* **TASK PROMPT**:
Repeat, word for word, the passage of the Bear 100 ultramarathon article below that opens with the words containing "Ultramarathon held in" and closes with "difficult, mountainous race.".

* **TEXT SEGMENT**:
+ + + + + + +

Ultramarathon held in Utah and Idaho

The Bear 100 Mile Endurance Run is a 100 mile ultramarathon that traverses the Wasatch and Bear River Ranges west of Bear Lake, from Logan, Utah to Fish Haven, Idaho. With 21,986 ft of climb and an average elevation of 7700 ft, it is a difficult, mountainous race.

First held in 1999, the run is held on the Friday and Saturday before the last full weekend in September. This normally augurs warm fall days and cool nights in spectacular fall color, hence the run's motto "36 Hours of Indian Summer." In 2006, an unprecedented series of snow storms forced a change to an alternate course 36 hours before the start of the run.

==Rocky Mountain Slam==
The Bear 100 is part of the "Rocky Mountain Slam," which a runner completes if s/he finishes the Hardrock 100 plus three of four other races in the Rocky Mountains: Leadville Trail 100, the Bear 100 Mile Endurance Run, the Bighorn 100, or the Wasatch Front 100 Mile Endurance Run. The award is presented at and hosted by the Bear 100 Mile Endurance Run, as this is the final run in the series.

==Course records==
Zachary Garner set the men's course record of 17:11:51 in 2023. Kaci Lickteig set the women's course record of 20:27:57 in 2016.

+ + + + + + +

* **SOURCE DATA**:
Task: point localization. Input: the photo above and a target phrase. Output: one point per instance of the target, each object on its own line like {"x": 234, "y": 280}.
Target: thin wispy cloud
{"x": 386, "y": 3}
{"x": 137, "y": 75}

+ + + + + + +

* **OUTPUT BELOW**:
Ultramarathon held in Utah and Idaho

The Bear 100 Mile Endurance Run is a 100 mile ultramarathon that traverses the Wasatch and Bear River Ranges west of Bear Lake, from Logan, Utah to Fish Haven, Idaho. With 21,986 ft of climb and an average elevation of 7700 ft, it is a difficult, mountainous race.